**Passage given:**

My goal is to be ready for scalability.
Suppose I want to set up a simple webserver, which access a database in mongolab. I suppose I need one EC2 instance to run it. At this point, do I need something more (EBS, S3, etc.)?
At some point of time, my app has reached enough traffic and I must scale it. I was thinking of starting a new copy (instance) of my EC2 machine. But then it will have another IP. So, how traffic is distributed between both EC2 instances? Is that did automatically? Must I hire a Load Balancer service to distribute the traffic? And then will I have to pay for 2 EC2 instances and 1 LB? At this point, do I need something more (e.g.: Elastic IP)?
Welcome to the club Sony Santos,
AWS is a very powerfull architecture, but with this power comes responsibility. I and presumably many others have learned the hard way building applications using AWS's services.

**Data provided:**
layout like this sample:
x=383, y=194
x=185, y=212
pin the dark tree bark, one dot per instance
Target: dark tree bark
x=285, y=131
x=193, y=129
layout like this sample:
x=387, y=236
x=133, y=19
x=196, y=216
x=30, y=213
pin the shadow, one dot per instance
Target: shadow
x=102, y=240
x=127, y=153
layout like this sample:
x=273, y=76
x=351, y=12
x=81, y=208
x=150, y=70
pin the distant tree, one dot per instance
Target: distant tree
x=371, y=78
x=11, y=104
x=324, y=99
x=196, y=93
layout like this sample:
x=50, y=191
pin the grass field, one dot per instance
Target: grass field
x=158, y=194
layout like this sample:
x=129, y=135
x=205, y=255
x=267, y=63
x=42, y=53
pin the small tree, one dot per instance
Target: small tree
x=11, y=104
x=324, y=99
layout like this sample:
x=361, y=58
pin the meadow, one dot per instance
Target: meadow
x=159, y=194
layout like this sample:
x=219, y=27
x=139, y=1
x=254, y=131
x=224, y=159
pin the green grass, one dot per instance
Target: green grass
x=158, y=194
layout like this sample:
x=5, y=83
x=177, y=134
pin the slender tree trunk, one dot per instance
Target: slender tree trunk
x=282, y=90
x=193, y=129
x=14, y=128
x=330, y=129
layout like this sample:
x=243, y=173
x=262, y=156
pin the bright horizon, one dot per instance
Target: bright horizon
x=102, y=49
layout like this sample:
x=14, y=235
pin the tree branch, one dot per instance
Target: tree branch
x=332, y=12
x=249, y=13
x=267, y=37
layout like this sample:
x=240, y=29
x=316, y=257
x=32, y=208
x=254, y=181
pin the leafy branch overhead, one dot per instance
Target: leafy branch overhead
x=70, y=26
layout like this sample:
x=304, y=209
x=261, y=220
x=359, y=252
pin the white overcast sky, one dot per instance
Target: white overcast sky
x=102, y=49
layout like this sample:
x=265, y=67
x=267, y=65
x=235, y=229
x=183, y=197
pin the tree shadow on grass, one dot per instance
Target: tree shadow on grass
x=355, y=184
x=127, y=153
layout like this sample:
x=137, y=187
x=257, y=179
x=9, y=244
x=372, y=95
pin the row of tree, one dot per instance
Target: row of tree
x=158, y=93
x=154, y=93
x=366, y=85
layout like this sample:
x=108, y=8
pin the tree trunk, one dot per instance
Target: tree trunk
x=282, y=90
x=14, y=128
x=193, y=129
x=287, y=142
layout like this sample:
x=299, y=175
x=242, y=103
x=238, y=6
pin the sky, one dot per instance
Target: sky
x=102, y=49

**Set exercise:** Retype word for word the part of the AWS scaling passage above that opens with the words containing "Suppose I want" and closes with "using AWS's services.".

**Solution below:**
Suppose I want to set up a simple webserver, which access a database in mongolab. I suppose I need one EC2 instance to run it. At this point, do I need something more (EBS, S3, etc.)?
At some point of time, my app has reached enough traffic and I must scale it. I was thinking of starting a new copy (instance) of my EC2 machine. But then it will have another IP. So, how traffic is distributed between both EC2 instances? Is that did automatically? Must I hire a Load Balancer service to distribute the traffic? And then will I have to pay for 2 EC2 instances and 1 LB? At this point, do I need something more (e.g.: Elastic IP)?
Welcome to the club Sony Santos,
AWS is a very powerfull architecture, but with this power comes responsibility. I and presumably many others have learned the hard way building applications using AWS's services.